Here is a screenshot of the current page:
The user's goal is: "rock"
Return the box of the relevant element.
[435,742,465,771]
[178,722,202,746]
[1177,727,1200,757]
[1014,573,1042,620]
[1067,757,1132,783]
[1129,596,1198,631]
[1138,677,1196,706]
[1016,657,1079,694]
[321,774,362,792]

• _What you need to do_: Print the data above exactly as it was provided.

• _Answer section_:
Here is a screenshot of the current page:
The user's goal is: "rock"
Return the box of the relevant element.
[435,742,465,771]
[178,722,202,746]
[1177,727,1200,757]
[1014,573,1042,620]
[1067,757,1132,783]
[1129,596,1198,631]
[1138,677,1196,706]
[1016,657,1079,694]
[321,774,362,792]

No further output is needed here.